[begin Data records]

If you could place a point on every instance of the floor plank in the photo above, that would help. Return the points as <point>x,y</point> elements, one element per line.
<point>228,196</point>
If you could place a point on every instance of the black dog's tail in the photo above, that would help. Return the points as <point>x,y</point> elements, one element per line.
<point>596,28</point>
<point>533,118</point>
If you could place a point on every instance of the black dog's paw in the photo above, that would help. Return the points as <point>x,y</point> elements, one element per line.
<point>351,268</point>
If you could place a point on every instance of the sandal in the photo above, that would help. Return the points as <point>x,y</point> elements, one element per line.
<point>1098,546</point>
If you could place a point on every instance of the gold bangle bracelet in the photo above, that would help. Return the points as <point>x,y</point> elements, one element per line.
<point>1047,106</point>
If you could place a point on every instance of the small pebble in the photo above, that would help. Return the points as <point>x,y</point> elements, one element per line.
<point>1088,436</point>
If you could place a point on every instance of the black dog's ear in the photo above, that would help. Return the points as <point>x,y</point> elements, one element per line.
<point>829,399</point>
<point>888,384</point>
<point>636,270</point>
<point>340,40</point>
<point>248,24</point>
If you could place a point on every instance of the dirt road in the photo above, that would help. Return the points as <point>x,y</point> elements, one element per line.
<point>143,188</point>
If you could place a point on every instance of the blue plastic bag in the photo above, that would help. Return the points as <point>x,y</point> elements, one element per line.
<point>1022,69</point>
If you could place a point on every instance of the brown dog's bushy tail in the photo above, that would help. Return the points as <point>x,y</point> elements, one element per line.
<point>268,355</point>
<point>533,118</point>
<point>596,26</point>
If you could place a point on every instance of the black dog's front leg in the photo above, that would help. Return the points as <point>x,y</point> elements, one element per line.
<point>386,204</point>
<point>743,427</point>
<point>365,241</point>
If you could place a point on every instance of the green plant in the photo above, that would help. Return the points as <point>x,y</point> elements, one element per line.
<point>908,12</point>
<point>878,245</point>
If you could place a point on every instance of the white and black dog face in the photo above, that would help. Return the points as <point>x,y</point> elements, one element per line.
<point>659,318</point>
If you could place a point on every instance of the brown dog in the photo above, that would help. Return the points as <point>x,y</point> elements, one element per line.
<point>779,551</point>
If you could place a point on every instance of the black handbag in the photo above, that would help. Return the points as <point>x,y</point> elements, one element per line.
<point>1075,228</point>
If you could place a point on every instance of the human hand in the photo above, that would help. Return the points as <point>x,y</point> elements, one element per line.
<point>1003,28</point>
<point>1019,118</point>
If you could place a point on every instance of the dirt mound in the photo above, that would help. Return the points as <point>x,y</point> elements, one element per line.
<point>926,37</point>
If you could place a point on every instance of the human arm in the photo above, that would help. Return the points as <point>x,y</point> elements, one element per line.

[end Data records]

## Task requirements
Rewrite the material starting at the line containing "of the green" and ending at the line containing "<point>659,318</point>", changing "green plant" to "leafy shrub" and leaving everything else as it is. Give only those lines.

## Answer to the problem
If you could place a point on every instance of the leafy shrub in the photo above, that would help. Return the points as <point>x,y</point> elements, one element per line.
<point>908,12</point>
<point>878,245</point>
If you could place a point on every instance of the white and black dog face in the photo above, that would help. Return the points as <point>x,y</point> elements, one element per line.
<point>659,318</point>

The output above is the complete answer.